» **WORK TO COMPLETE**:
How many lines in the records below contain the string "rock"? Reply with the number alone.

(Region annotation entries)
+++++
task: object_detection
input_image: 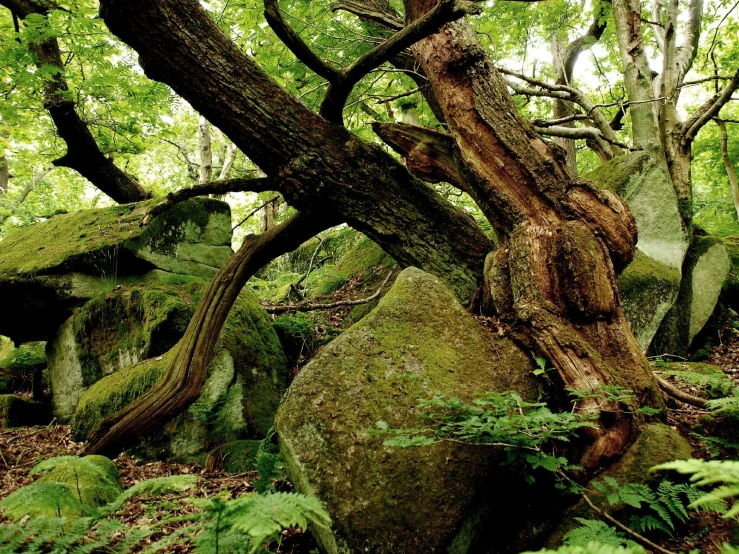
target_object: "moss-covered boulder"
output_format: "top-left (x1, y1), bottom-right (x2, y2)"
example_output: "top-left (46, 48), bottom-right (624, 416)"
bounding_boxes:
top-left (652, 362), bottom-right (735, 400)
top-left (587, 152), bottom-right (690, 271)
top-left (0, 198), bottom-right (231, 343)
top-left (70, 291), bottom-right (289, 460)
top-left (650, 236), bottom-right (731, 356)
top-left (618, 250), bottom-right (680, 350)
top-left (0, 342), bottom-right (46, 397)
top-left (547, 423), bottom-right (693, 548)
top-left (305, 233), bottom-right (395, 296)
top-left (0, 456), bottom-right (123, 521)
top-left (276, 268), bottom-right (537, 554)
top-left (0, 394), bottom-right (52, 428)
top-left (49, 283), bottom-right (199, 420)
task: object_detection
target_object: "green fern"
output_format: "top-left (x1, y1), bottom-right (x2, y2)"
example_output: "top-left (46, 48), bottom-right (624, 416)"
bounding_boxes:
top-left (523, 541), bottom-right (644, 554)
top-left (195, 493), bottom-right (331, 554)
top-left (562, 517), bottom-right (640, 548)
top-left (593, 477), bottom-right (723, 536)
top-left (652, 459), bottom-right (739, 518)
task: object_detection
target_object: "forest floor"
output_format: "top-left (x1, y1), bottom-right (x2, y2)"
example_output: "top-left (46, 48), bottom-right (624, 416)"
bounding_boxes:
top-left (0, 279), bottom-right (739, 554)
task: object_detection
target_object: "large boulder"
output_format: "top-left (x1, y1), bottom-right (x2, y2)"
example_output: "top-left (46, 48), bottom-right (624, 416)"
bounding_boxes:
top-left (0, 198), bottom-right (232, 343)
top-left (650, 232), bottom-right (731, 356)
top-left (69, 287), bottom-right (289, 460)
top-left (276, 268), bottom-right (538, 554)
top-left (618, 250), bottom-right (680, 351)
top-left (587, 152), bottom-right (690, 349)
top-left (48, 283), bottom-right (203, 421)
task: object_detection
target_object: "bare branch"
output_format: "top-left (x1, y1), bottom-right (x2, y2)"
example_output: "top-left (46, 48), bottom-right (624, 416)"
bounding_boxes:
top-left (331, 1), bottom-right (403, 31)
top-left (320, 0), bottom-right (479, 124)
top-left (262, 267), bottom-right (395, 314)
top-left (534, 125), bottom-right (630, 150)
top-left (713, 117), bottom-right (739, 219)
top-left (680, 69), bottom-right (739, 148)
top-left (264, 0), bottom-right (340, 81)
top-left (372, 119), bottom-right (470, 193)
top-left (141, 177), bottom-right (280, 225)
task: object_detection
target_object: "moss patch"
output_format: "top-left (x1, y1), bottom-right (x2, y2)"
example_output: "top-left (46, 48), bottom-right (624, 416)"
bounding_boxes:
top-left (276, 268), bottom-right (538, 554)
top-left (72, 284), bottom-right (288, 459)
top-left (650, 236), bottom-right (730, 356)
top-left (0, 394), bottom-right (51, 428)
top-left (618, 250), bottom-right (680, 349)
top-left (0, 450), bottom-right (123, 521)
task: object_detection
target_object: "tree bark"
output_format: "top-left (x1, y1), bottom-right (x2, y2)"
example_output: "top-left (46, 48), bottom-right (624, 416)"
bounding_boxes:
top-left (0, 0), bottom-right (150, 203)
top-left (714, 119), bottom-right (739, 220)
top-left (84, 209), bottom-right (339, 457)
top-left (101, 0), bottom-right (492, 299)
top-left (405, 0), bottom-right (662, 469)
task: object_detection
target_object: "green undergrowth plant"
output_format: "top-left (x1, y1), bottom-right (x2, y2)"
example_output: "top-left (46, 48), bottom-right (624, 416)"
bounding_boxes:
top-left (370, 392), bottom-right (595, 486)
top-left (0, 454), bottom-right (331, 554)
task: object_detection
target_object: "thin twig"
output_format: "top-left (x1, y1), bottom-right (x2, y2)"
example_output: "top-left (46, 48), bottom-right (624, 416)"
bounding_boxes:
top-left (262, 266), bottom-right (395, 314)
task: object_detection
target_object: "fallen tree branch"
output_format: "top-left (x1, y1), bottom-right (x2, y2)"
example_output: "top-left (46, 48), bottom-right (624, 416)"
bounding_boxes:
top-left (231, 196), bottom-right (280, 232)
top-left (262, 267), bottom-right (395, 314)
top-left (83, 212), bottom-right (339, 457)
top-left (141, 177), bottom-right (278, 226)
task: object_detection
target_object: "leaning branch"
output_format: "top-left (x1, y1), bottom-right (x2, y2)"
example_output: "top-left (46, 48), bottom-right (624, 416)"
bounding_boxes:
top-left (84, 212), bottom-right (344, 457)
top-left (262, 267), bottom-right (395, 314)
top-left (320, 0), bottom-right (479, 124)
top-left (680, 69), bottom-right (739, 148)
top-left (264, 0), bottom-right (341, 82)
top-left (141, 177), bottom-right (279, 225)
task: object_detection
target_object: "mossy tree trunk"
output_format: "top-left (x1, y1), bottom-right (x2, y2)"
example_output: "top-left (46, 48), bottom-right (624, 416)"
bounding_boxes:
top-left (84, 212), bottom-right (336, 456)
top-left (87, 0), bottom-right (660, 467)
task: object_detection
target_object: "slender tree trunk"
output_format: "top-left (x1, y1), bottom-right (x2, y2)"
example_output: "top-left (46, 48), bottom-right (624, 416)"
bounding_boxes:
top-left (0, 0), bottom-right (150, 203)
top-left (405, 0), bottom-right (661, 468)
top-left (198, 115), bottom-right (213, 185)
top-left (714, 119), bottom-right (739, 220)
top-left (84, 208), bottom-right (338, 456)
top-left (0, 153), bottom-right (10, 196)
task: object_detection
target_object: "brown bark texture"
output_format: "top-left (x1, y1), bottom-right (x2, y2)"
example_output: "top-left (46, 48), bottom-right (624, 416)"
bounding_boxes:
top-left (87, 0), bottom-right (661, 468)
top-left (405, 0), bottom-right (661, 469)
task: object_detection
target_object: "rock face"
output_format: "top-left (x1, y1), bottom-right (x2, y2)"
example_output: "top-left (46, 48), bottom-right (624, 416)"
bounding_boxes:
top-left (618, 250), bottom-right (680, 350)
top-left (48, 284), bottom-right (203, 420)
top-left (0, 198), bottom-right (232, 343)
top-left (276, 268), bottom-right (537, 554)
top-left (650, 236), bottom-right (731, 356)
top-left (68, 285), bottom-right (289, 459)
top-left (587, 152), bottom-right (689, 349)
top-left (0, 450), bottom-right (123, 521)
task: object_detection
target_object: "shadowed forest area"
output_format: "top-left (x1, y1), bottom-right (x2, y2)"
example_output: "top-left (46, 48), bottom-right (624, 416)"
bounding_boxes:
top-left (0, 0), bottom-right (739, 554)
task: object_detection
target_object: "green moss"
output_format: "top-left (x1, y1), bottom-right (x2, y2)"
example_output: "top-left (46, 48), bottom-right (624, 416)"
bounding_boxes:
top-left (0, 394), bottom-right (51, 428)
top-left (72, 282), bottom-right (198, 386)
top-left (0, 450), bottom-right (123, 521)
top-left (618, 250), bottom-right (680, 349)
top-left (649, 236), bottom-right (730, 356)
top-left (210, 440), bottom-right (262, 473)
top-left (0, 201), bottom-right (145, 278)
top-left (72, 289), bottom-right (288, 452)
top-left (72, 350), bottom-right (174, 440)
top-left (275, 268), bottom-right (539, 554)
top-left (0, 342), bottom-right (46, 374)
top-left (652, 362), bottom-right (735, 399)
top-left (306, 235), bottom-right (395, 296)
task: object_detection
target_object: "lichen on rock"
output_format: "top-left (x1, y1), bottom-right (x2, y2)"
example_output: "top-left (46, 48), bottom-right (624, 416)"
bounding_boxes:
top-left (276, 268), bottom-right (538, 554)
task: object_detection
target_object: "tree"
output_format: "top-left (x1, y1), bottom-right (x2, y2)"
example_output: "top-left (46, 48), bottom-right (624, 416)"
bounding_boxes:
top-left (0, 0), bottom-right (734, 469)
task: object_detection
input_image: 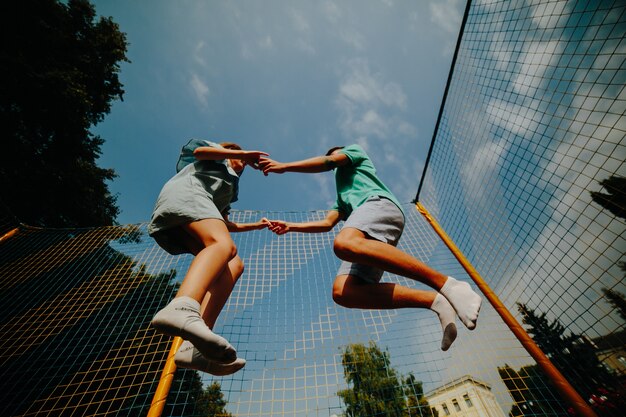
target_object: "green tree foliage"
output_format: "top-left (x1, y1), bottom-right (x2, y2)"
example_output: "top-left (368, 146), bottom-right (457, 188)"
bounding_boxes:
top-left (337, 342), bottom-right (436, 417)
top-left (498, 364), bottom-right (570, 417)
top-left (163, 369), bottom-right (232, 417)
top-left (591, 176), bottom-right (626, 219)
top-left (517, 303), bottom-right (616, 398)
top-left (0, 0), bottom-right (128, 227)
top-left (402, 373), bottom-right (439, 417)
top-left (602, 288), bottom-right (626, 321)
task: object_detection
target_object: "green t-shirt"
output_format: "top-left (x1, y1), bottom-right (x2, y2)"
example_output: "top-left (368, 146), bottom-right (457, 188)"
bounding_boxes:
top-left (331, 145), bottom-right (404, 219)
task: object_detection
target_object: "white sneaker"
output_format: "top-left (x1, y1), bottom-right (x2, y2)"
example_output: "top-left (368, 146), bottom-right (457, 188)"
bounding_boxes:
top-left (152, 297), bottom-right (237, 363)
top-left (174, 340), bottom-right (246, 376)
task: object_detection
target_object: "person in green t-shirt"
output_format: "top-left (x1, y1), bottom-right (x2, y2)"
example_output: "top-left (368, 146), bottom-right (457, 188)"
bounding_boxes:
top-left (259, 145), bottom-right (482, 351)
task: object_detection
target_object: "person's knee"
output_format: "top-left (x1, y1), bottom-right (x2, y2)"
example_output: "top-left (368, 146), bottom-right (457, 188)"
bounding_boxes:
top-left (229, 256), bottom-right (245, 282)
top-left (333, 233), bottom-right (358, 261)
top-left (333, 277), bottom-right (348, 307)
top-left (214, 239), bottom-right (237, 261)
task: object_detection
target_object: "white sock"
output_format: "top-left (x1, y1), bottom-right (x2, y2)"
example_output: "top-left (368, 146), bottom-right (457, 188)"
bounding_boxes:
top-left (152, 297), bottom-right (237, 363)
top-left (430, 294), bottom-right (456, 351)
top-left (439, 277), bottom-right (482, 330)
top-left (174, 340), bottom-right (246, 376)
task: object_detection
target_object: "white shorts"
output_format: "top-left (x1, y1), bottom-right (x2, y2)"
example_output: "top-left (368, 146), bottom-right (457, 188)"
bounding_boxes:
top-left (337, 196), bottom-right (404, 284)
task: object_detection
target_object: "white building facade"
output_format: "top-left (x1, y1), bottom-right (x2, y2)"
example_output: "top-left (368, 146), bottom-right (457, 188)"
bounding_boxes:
top-left (425, 375), bottom-right (506, 417)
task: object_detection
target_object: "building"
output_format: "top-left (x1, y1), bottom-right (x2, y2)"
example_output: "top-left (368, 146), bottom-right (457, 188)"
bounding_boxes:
top-left (426, 375), bottom-right (506, 417)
+++++
» **SOLVED PROBLEM**:
2